Material provided —
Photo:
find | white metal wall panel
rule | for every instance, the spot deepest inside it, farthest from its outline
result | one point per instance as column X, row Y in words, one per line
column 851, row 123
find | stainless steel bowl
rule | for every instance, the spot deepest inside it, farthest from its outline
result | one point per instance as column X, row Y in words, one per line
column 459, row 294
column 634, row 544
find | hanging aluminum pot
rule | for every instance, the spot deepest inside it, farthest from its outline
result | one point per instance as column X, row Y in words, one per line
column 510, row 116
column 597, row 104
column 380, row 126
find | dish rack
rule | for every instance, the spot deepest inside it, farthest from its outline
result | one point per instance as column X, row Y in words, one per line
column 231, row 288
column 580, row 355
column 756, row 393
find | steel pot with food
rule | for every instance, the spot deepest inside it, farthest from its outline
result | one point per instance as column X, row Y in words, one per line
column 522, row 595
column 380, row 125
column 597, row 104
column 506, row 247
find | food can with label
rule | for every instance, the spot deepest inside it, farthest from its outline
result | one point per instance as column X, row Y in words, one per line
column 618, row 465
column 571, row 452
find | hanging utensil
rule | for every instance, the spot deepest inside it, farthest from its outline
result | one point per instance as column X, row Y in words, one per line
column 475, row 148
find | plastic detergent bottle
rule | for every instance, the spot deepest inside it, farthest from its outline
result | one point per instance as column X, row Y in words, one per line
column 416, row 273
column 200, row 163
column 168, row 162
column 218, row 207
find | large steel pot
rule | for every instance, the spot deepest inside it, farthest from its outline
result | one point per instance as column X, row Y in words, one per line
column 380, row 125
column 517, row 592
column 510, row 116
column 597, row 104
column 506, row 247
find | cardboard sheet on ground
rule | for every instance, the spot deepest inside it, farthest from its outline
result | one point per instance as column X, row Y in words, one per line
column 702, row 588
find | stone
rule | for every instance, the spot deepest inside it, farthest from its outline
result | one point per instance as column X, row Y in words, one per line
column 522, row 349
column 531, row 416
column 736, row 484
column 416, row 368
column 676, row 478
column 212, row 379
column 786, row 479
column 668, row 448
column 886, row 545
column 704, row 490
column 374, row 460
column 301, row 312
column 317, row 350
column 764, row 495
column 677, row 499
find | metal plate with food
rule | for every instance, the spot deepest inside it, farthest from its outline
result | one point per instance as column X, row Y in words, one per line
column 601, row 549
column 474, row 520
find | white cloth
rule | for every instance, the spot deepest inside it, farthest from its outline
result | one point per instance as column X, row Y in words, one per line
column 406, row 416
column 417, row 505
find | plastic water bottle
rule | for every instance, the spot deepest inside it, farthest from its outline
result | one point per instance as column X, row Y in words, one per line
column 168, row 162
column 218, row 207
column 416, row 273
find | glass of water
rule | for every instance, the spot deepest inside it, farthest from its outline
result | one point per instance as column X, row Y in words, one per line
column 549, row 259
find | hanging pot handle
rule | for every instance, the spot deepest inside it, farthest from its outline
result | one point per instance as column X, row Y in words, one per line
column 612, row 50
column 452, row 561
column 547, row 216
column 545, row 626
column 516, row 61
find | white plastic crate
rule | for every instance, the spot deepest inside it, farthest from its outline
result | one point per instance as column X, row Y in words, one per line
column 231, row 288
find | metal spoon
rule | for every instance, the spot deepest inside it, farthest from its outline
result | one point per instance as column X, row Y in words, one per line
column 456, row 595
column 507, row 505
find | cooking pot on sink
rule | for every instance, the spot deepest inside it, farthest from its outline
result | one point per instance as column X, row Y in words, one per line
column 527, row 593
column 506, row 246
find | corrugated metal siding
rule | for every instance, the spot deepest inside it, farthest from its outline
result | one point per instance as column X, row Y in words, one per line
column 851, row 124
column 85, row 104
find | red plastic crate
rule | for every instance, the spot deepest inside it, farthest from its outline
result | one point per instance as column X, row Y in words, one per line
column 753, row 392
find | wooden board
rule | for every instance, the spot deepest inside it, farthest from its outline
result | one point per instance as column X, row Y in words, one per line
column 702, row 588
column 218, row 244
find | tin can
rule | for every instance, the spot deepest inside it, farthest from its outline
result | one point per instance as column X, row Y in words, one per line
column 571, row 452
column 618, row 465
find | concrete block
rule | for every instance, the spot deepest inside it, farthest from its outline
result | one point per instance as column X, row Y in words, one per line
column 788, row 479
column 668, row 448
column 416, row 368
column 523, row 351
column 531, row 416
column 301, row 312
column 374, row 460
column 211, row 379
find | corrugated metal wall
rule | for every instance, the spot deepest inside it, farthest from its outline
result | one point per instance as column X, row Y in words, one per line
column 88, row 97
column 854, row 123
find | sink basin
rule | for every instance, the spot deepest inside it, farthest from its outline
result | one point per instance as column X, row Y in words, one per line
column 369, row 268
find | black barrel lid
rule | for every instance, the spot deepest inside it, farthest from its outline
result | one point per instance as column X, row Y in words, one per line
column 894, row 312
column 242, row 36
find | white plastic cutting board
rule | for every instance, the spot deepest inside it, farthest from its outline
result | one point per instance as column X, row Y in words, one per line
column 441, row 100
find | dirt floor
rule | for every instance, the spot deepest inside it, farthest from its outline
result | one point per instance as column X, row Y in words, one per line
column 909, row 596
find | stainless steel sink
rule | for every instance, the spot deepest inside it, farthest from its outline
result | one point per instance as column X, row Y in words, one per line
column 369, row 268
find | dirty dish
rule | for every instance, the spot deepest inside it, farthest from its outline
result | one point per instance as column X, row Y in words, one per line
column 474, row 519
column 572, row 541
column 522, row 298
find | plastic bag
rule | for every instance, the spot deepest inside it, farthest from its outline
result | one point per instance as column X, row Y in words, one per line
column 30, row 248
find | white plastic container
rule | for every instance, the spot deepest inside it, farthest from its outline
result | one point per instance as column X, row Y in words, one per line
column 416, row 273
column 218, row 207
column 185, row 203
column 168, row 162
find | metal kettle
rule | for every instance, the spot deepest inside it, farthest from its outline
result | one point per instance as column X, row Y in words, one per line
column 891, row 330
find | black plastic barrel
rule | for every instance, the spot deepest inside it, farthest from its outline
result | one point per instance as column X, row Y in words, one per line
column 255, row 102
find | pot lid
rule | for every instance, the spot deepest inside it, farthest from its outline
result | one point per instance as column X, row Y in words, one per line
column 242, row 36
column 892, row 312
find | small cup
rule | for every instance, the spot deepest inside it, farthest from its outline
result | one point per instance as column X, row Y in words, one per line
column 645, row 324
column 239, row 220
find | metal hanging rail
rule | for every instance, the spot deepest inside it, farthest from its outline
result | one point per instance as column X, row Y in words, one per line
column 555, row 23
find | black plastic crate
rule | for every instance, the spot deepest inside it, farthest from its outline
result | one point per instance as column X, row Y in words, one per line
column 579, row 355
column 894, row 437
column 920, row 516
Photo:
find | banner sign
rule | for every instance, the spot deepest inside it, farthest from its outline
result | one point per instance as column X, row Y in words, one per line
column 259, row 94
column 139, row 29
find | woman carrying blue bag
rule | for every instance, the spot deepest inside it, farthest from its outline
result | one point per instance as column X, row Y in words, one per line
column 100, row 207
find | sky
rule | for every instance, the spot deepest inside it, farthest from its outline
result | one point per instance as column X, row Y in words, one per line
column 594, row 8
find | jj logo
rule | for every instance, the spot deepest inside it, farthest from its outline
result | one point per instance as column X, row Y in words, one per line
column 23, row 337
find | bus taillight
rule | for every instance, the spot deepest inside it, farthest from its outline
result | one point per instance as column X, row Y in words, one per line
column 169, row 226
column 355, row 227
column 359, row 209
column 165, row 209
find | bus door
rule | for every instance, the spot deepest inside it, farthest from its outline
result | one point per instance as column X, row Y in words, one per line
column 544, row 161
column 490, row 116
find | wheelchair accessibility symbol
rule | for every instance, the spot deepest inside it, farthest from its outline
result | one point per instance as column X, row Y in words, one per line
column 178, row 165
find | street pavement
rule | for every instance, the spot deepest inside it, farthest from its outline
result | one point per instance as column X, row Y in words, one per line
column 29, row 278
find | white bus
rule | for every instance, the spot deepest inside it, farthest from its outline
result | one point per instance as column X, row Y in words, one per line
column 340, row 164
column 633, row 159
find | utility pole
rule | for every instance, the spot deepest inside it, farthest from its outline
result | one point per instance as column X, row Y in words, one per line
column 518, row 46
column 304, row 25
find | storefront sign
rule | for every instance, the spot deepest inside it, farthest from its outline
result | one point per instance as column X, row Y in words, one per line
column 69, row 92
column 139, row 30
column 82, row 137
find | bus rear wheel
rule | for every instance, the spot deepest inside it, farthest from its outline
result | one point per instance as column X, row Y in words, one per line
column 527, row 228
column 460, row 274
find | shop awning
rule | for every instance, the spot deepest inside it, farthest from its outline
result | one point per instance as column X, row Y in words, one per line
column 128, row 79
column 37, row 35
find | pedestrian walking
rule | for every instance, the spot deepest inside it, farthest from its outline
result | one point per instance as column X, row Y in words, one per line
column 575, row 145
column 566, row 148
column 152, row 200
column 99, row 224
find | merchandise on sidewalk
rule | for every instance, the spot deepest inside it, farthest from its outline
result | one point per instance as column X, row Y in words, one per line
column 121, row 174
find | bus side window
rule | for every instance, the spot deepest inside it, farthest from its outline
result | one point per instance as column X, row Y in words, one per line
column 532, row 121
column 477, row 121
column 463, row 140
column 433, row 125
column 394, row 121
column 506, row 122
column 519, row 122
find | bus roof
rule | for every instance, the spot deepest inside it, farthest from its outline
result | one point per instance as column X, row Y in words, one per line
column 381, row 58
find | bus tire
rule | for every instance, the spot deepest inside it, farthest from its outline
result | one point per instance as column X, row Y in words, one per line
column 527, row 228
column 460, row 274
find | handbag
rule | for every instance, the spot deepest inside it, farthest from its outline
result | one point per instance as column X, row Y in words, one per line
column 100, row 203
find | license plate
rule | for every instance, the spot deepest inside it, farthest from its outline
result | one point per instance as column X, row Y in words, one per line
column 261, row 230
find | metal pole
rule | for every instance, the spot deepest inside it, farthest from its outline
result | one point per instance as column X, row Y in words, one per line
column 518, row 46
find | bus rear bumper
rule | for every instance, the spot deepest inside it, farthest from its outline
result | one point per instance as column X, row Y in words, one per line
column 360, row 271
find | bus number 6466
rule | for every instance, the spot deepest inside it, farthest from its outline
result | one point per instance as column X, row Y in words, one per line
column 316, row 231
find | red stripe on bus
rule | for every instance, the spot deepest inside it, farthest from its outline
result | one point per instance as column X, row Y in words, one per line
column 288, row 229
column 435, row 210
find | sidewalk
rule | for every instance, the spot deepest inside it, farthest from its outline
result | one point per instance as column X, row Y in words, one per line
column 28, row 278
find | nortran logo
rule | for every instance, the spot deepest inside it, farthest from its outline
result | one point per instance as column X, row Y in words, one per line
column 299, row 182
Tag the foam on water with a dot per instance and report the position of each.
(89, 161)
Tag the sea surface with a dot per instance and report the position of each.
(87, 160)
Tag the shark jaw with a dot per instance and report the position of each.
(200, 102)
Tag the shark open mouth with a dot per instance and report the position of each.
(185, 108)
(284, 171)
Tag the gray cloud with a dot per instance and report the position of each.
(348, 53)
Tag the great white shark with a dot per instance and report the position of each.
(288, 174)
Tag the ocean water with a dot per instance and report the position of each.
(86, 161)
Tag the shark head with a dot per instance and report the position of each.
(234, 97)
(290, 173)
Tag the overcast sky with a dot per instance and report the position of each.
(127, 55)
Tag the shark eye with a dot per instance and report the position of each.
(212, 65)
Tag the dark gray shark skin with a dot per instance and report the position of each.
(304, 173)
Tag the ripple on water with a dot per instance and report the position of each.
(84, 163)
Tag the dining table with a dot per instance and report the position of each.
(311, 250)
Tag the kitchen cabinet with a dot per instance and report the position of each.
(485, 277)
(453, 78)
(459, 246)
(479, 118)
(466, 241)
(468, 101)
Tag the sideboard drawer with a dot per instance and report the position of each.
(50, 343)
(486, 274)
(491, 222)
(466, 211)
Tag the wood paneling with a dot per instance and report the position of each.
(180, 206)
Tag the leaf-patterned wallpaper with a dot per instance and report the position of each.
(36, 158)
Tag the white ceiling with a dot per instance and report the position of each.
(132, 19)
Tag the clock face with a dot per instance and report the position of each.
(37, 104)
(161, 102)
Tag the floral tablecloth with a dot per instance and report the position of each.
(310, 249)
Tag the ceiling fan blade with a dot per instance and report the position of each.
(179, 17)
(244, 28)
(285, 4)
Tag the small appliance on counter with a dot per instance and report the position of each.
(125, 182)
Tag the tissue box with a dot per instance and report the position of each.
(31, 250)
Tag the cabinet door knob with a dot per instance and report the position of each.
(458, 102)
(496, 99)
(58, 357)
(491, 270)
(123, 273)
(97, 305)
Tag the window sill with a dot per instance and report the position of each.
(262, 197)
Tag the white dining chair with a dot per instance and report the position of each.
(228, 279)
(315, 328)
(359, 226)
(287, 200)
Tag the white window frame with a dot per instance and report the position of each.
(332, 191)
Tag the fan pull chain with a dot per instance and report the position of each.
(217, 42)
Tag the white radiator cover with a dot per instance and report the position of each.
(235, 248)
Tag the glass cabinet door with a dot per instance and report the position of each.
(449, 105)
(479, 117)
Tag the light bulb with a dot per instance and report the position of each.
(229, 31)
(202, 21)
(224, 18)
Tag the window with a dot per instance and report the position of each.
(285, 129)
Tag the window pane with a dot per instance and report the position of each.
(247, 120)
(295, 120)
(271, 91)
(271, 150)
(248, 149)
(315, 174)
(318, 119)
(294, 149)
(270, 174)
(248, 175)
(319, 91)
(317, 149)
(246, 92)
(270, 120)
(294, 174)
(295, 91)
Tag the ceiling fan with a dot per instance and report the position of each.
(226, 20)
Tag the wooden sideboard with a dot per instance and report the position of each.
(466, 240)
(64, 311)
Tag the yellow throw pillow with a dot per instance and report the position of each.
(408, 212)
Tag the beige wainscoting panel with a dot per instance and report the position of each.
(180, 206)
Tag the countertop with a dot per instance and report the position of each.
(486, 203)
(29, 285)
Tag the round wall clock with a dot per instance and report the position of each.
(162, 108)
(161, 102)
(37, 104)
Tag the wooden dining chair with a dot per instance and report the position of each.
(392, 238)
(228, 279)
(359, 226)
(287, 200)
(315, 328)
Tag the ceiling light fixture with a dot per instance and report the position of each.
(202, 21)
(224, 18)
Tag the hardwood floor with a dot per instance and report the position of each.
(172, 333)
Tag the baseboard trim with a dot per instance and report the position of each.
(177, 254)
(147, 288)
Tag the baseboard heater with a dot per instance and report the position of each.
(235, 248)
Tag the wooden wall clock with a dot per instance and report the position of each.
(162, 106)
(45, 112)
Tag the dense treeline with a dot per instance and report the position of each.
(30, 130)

What to produce —
Reproduce each line in the listing above that mentions the string "plastic".

Task solution —
find | plastic detergent bottle
find | plastic water bottle
find | white plastic crate
find | red plastic crate
find | white plastic cutting board
find | plastic bag
find | white plastic container
find | black plastic barrel
find | black plastic crate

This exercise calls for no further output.